**EXERCISE INSTRUCTIONS**.
Turn every line of the entries below into a Markdown table with two columns, "Row" for the row number and "Line" for the line itself. Leave out blank lines.

**RAW DATA**.
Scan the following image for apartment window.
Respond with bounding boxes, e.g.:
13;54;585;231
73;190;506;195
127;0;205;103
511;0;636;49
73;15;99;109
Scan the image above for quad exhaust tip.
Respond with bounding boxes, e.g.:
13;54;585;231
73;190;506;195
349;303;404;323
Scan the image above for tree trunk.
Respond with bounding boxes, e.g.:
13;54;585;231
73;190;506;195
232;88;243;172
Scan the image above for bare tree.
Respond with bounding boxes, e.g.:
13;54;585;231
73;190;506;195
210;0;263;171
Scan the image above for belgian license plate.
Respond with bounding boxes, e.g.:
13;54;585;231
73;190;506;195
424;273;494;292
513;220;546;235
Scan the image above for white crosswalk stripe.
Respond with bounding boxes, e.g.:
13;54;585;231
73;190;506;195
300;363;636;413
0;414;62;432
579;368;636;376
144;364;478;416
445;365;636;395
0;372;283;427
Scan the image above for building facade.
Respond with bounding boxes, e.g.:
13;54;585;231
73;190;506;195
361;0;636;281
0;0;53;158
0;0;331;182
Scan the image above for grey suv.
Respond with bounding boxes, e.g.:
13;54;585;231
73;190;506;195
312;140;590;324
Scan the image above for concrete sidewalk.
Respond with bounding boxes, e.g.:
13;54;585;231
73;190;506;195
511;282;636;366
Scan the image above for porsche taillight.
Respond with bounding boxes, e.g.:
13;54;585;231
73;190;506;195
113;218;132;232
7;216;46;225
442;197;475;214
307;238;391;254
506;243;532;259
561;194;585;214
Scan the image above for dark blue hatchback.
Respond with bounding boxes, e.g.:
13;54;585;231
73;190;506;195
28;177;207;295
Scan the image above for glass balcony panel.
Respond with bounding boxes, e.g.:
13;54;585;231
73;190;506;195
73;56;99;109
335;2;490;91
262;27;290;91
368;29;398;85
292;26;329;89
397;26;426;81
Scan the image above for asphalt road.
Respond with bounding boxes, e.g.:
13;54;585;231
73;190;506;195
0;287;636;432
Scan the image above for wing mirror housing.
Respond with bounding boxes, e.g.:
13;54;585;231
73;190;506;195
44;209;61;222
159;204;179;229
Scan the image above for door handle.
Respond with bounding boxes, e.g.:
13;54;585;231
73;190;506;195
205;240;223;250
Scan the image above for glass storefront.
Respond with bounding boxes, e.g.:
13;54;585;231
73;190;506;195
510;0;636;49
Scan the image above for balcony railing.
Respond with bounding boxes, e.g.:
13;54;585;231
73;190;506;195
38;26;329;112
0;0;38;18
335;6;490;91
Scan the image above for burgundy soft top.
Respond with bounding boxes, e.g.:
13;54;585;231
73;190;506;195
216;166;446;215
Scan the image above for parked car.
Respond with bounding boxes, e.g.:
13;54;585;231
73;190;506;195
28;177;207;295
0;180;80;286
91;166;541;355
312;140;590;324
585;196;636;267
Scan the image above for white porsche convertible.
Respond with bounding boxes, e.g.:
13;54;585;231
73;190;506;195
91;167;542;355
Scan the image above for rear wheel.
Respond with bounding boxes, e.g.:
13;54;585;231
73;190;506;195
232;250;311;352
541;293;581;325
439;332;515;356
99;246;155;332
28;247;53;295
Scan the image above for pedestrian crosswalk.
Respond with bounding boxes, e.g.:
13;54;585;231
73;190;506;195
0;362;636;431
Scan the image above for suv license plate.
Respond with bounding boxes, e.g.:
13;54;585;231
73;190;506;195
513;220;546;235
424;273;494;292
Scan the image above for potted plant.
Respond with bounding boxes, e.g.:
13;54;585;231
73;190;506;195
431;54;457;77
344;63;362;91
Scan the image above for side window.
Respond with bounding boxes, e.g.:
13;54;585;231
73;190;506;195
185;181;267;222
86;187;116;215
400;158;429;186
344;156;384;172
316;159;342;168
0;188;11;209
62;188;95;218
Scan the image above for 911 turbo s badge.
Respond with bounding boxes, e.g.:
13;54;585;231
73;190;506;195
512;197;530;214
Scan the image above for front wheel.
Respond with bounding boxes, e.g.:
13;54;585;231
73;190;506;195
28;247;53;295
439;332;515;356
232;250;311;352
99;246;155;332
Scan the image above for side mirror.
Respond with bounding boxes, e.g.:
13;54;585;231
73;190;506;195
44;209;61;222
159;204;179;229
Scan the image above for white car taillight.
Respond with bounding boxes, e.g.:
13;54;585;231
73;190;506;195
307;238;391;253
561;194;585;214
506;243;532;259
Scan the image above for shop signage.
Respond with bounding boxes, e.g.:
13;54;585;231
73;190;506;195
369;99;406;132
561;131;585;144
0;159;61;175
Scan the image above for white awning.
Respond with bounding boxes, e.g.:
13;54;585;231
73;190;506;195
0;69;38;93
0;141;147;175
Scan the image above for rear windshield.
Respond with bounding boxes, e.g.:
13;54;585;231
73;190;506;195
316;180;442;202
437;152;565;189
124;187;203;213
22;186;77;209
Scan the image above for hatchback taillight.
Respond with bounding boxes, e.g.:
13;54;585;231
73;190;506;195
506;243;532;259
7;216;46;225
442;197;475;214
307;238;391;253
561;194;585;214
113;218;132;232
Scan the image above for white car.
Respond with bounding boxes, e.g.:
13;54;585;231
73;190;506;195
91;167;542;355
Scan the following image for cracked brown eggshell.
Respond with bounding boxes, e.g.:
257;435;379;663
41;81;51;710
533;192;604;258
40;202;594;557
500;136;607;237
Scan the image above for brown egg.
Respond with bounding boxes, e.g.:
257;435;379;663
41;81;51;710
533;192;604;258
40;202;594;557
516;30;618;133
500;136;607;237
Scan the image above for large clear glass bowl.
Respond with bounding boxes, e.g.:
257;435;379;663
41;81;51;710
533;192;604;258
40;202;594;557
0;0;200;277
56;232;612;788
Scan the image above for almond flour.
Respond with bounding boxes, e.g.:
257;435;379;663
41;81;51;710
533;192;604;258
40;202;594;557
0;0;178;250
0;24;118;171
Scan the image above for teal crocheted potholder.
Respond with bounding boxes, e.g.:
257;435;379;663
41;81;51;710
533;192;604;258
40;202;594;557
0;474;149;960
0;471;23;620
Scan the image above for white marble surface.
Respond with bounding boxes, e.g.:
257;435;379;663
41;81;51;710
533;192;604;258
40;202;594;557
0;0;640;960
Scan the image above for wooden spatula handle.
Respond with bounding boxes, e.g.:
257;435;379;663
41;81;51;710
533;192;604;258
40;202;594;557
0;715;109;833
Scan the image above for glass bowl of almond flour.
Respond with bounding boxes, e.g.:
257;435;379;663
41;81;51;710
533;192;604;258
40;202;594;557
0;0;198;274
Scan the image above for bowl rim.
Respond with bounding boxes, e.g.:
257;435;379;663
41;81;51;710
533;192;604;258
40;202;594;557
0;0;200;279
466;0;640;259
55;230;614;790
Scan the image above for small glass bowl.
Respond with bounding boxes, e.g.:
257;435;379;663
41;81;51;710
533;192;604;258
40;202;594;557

**RESPONSE TO THIS TASK**.
| Row | Line |
|---|---|
| 1 | Scan the following image for apartment window. |
| 2 | Respond with bounding boxes, e.g.: |
| 3 | 13;54;585;231 |
| 4 | 73;190;506;195 |
| 5 | 127;0;205;103 |
| 6 | 511;0;636;49 |
| 7 | 73;15;99;109 |
| 8 | Scan the image above for quad exhaust tip. |
| 9 | Respond with bounding boxes, e.g.: |
| 10 | 13;54;585;231 |
| 11 | 73;190;506;195 |
| 12 | 349;303;404;323 |
| 13 | Scan the image above for tree trunk. |
| 14 | Respond with bounding boxes, e.g.: |
| 15 | 13;54;585;231 |
| 16 | 73;190;506;195 |
| 17 | 232;88;243;172 |
| 18 | Scan the image above for bare tree. |
| 19 | Respond with bounding boxes, e.g.: |
| 20 | 13;54;585;231 |
| 21 | 73;190;506;195 |
| 22 | 210;0;263;171 |
| 23 | Scan the image above for belgian license plate. |
| 24 | Respond with bounding boxes, e.g.: |
| 25 | 13;54;585;231 |
| 26 | 73;190;506;195 |
| 27 | 424;273;494;292 |
| 28 | 513;220;546;235 |
| 29 | Scan the image above for white crosswalk stripe. |
| 30 | Respond with bounding boxes, e.g.: |
| 31 | 13;54;585;231 |
| 32 | 73;190;506;195 |
| 33 | 300;363;636;413 |
| 34 | 0;414;62;432 |
| 35 | 579;368;636;376 |
| 36 | 144;364;478;416 |
| 37 | 445;365;636;395 |
| 38 | 0;372;283;427 |
| 39 | Scan the image above for building facade. |
| 40 | Respond with bounding boxes, e.g.: |
| 41 | 13;54;585;231 |
| 42 | 73;190;506;195 |
| 43 | 361;0;636;281 |
| 44 | 0;0;53;158 |
| 45 | 0;0;331;182 |
| 46 | Scan the image above for grey suv. |
| 47 | Respond with bounding boxes, e.g.: |
| 48 | 13;54;585;231 |
| 49 | 73;190;506;195 |
| 50 | 312;140;590;324 |
| 51 | Scan the image above for concrete sidewalk. |
| 52 | Respond with bounding boxes, e.g.: |
| 53 | 13;54;585;231 |
| 54 | 73;190;506;195 |
| 55 | 511;282;636;366 |
| 56 | Scan the image above for porsche taillight. |
| 57 | Respond with bounding boxes, e.g.: |
| 58 | 13;54;585;231 |
| 59 | 73;190;506;195 |
| 60 | 113;218;132;232 |
| 61 | 7;216;46;225 |
| 62 | 442;197;475;214 |
| 63 | 307;238;391;254 |
| 64 | 506;243;532;259 |
| 65 | 561;194;585;214 |
| 66 | Scan the image above for dark blue hatchback. |
| 67 | Respond with bounding boxes, e.g.: |
| 68 | 13;54;585;231 |
| 69 | 73;190;506;195 |
| 70 | 28;177;207;295 |
| 71 | Scan the image above for glass balcony panel. |
| 72 | Respond with bounding boxes, e.g.: |
| 73 | 13;54;585;231 |
| 74 | 73;190;506;195 |
| 75 | 73;56;99;109 |
| 76 | 335;2;490;91 |
| 77 | 262;27;290;91 |
| 78 | 368;29;398;85 |
| 79 | 292;26;329;89 |
| 80 | 397;26;426;81 |
| 81 | Scan the image above for asphalt road. |
| 82 | Respond with bounding boxes, e.g.: |
| 83 | 13;54;585;231 |
| 84 | 73;190;506;195 |
| 85 | 0;287;636;432 |
| 86 | Scan the image above for wing mirror housing. |
| 87 | Respond with bounding boxes, e.g.: |
| 88 | 13;54;585;231 |
| 89 | 73;190;506;195 |
| 90 | 44;209;61;222 |
| 91 | 159;204;179;229 |
| 92 | Scan the image above for door handle. |
| 93 | Respond with bounding boxes, e.g.: |
| 94 | 13;54;585;231 |
| 95 | 73;190;506;195 |
| 96 | 205;240;223;250 |
| 97 | Scan the image above for glass storefront. |
| 98 | Respond with bounding boxes, e.g.: |
| 99 | 13;54;585;231 |
| 100 | 73;190;506;195 |
| 101 | 510;0;636;49 |
| 102 | Scan the image above for balcony railing. |
| 103 | Respond with bounding boxes, e.g.: |
| 104 | 13;54;585;231 |
| 105 | 73;190;506;195 |
| 106 | 38;26;329;112 |
| 107 | 0;0;38;18 |
| 108 | 335;6;490;91 |
| 109 | Scan the image above for burgundy soft top. |
| 110 | Respond with bounding boxes, e.g.: |
| 111 | 13;54;585;231 |
| 112 | 73;190;506;195 |
| 113 | 216;166;446;215 |
| 114 | Scan the image above for parked car. |
| 115 | Respond with bounding boxes, e.g.: |
| 116 | 13;54;585;231 |
| 117 | 73;190;506;195 |
| 118 | 28;177;207;295 |
| 119 | 0;180;80;286 |
| 120 | 91;166;541;355 |
| 121 | 312;140;590;324 |
| 122 | 585;196;636;267 |
| 123 | Scan the image above for white porsche convertible. |
| 124 | Respond with bounding boxes, e.g.: |
| 125 | 13;54;585;231 |
| 126 | 73;190;506;195 |
| 127 | 91;167;542;355 |
| 128 | Scan the image above for rear wheel. |
| 129 | Respond with bounding boxes, e.g.: |
| 130 | 13;54;585;231 |
| 131 | 73;190;506;195 |
| 132 | 232;250;311;352 |
| 133 | 541;293;581;325 |
| 134 | 439;332;515;356 |
| 135 | 99;246;155;332 |
| 136 | 28;247;53;295 |
| 137 | Scan the image above for pedestrian crosswalk. |
| 138 | Respond with bounding boxes, e.g.: |
| 139 | 13;54;585;231 |
| 140 | 73;190;506;195 |
| 141 | 0;362;636;431 |
| 142 | Scan the image above for suv license plate. |
| 143 | Respond with bounding boxes, e.g.: |
| 144 | 13;54;585;231 |
| 145 | 73;190;506;195 |
| 146 | 513;220;546;235 |
| 147 | 424;273;494;292 |
| 148 | Scan the image above for potted plant. |
| 149 | Respond with bounding boxes, e.g.: |
| 150 | 13;54;585;231 |
| 151 | 73;190;506;195 |
| 152 | 431;54;457;77 |
| 153 | 344;63;362;91 |
| 154 | Scan the image above for side window. |
| 155 | Respond with bounding boxes, e.g.: |
| 156 | 13;54;585;231 |
| 157 | 73;190;506;195 |
| 158 | 185;181;267;222 |
| 159 | 86;187;116;215 |
| 160 | 400;158;429;186 |
| 161 | 344;156;384;172 |
| 162 | 316;159;342;168 |
| 163 | 0;188;11;209 |
| 164 | 62;188;95;218 |
| 165 | Scan the image above for 911 turbo s badge. |
| 166 | Respond with bounding boxes, e.g.: |
| 167 | 13;54;585;231 |
| 168 | 73;190;506;195 |
| 169 | 512;197;530;214 |
| 170 | Scan the image above for front wheel. |
| 171 | Respond with bounding boxes, e.g.: |
| 172 | 13;54;585;231 |
| 173 | 73;190;506;195 |
| 174 | 28;247;53;295 |
| 175 | 439;332;515;356 |
| 176 | 232;250;311;352 |
| 177 | 99;246;155;332 |
| 178 | Scan the image above for side mirror. |
| 179 | Respond with bounding boxes, e.g.: |
| 180 | 13;54;585;231 |
| 181 | 73;190;506;195 |
| 182 | 44;209;61;222 |
| 183 | 159;204;179;229 |
| 184 | Scan the image above for white car taillight. |
| 185 | Respond with bounding boxes, e.g.: |
| 186 | 13;54;585;231 |
| 187 | 73;190;506;195 |
| 188 | 307;238;391;253 |
| 189 | 561;194;585;214 |
| 190 | 506;243;532;259 |
| 191 | Scan the image above for shop signage. |
| 192 | Respond with bounding boxes, e.g.: |
| 193 | 13;54;585;231 |
| 194 | 73;190;506;195 |
| 195 | 369;99;406;132 |
| 196 | 561;131;585;144 |
| 197 | 0;159;61;175 |
| 198 | Scan the image above for white awning. |
| 199 | Respond with bounding boxes, e.g.: |
| 200 | 13;54;585;231 |
| 201 | 73;190;506;195 |
| 202 | 0;69;38;93 |
| 203 | 0;141;147;175 |
| 204 | Scan the image above for rear windshield. |
| 205 | Respond with bounding boxes, e.g.: |
| 206 | 13;54;585;231 |
| 207 | 73;190;506;195 |
| 208 | 316;180;442;202 |
| 209 | 437;152;565;189 |
| 210 | 124;187;203;213 |
| 211 | 22;186;77;209 |
| 212 | Scan the image above for hatchback taillight. |
| 213 | Respond with bounding boxes, e.g.: |
| 214 | 13;54;585;231 |
| 215 | 73;190;506;195 |
| 216 | 506;243;532;259 |
| 217 | 7;216;46;225 |
| 218 | 442;197;475;214 |
| 219 | 307;238;391;253 |
| 220 | 561;194;585;214 |
| 221 | 113;218;132;232 |
| 222 | Scan the image above for white car. |
| 223 | Respond with bounding boxes, e.g.: |
| 224 | 13;54;585;231 |
| 225 | 73;190;506;195 |
| 226 | 91;167;542;355 |
| 227 | Scan the following image for cracked brown eggshell. |
| 228 | Respond with bounding boxes, e.g.: |
| 229 | 257;435;379;663 |
| 230 | 41;81;51;710 |
| 231 | 533;192;604;258 |
| 232 | 40;202;594;557 |
| 233 | 500;136;607;237 |
| 234 | Scan the image above for brown egg. |
| 235 | Respond with bounding boxes, e.g.: |
| 236 | 257;435;379;663 |
| 237 | 41;81;51;710 |
| 238 | 533;192;604;258 |
| 239 | 40;202;594;557 |
| 240 | 516;30;618;133 |
| 241 | 500;136;607;237 |
| 242 | Scan the image above for large clear glass bowl. |
| 243 | Respond with bounding boxes, e.g.: |
| 244 | 257;435;379;663 |
| 245 | 41;81;51;710 |
| 246 | 533;192;604;258 |
| 247 | 40;202;594;557 |
| 248 | 0;0;200;277 |
| 249 | 56;232;612;788 |
| 250 | Scan the image above for almond flour. |
| 251 | Respond with bounding boxes, e.g.: |
| 252 | 257;435;379;663 |
| 253 | 41;81;51;710 |
| 254 | 533;192;604;258 |
| 255 | 40;202;594;557 |
| 256 | 0;0;178;250 |
| 257 | 0;24;118;171 |
| 258 | Scan the image above for teal crocheted potholder. |
| 259 | Respond with bounding boxes, e.g.: |
| 260 | 257;435;379;663 |
| 261 | 41;81;51;710 |
| 262 | 533;192;604;258 |
| 263 | 40;202;594;557 |
| 264 | 0;474;149;960 |
| 265 | 0;471;23;620 |
| 266 | Scan the image above for white marble surface. |
| 267 | Respond with bounding boxes, e.g.: |
| 268 | 257;435;379;663 |
| 269 | 41;81;51;710 |
| 270 | 533;192;604;258 |
| 271 | 40;202;594;557 |
| 272 | 0;0;640;960 |
| 273 | Scan the image above for wooden spatula handle. |
| 274 | Respond with bounding boxes, e.g.: |
| 275 | 257;435;379;663 |
| 276 | 41;81;51;710 |
| 277 | 533;192;604;258 |
| 278 | 40;202;594;557 |
| 279 | 0;715;109;833 |
| 280 | Scan the image above for glass bowl of almond flour. |
| 281 | Respond with bounding boxes, e.g.: |
| 282 | 257;435;379;663 |
| 283 | 41;81;51;710 |
| 284 | 533;192;604;258 |
| 285 | 40;202;594;557 |
| 286 | 0;0;198;274 |
| 287 | Scan the image above for bowl rim. |
| 288 | Respond with bounding boxes, e.g.: |
| 289 | 257;435;379;663 |
| 290 | 41;81;51;710 |
| 291 | 533;192;604;258 |
| 292 | 40;202;594;557 |
| 293 | 0;0;200;279 |
| 294 | 466;0;640;259 |
| 295 | 55;230;614;790 |
| 296 | Scan the image above for small glass bowl. |
| 297 | Respond with bounding boxes, e.g.: |
| 298 | 257;435;379;663 |
| 299 | 41;81;51;710 |
| 300 | 533;192;604;258 |
| 301 | 40;202;594;557 |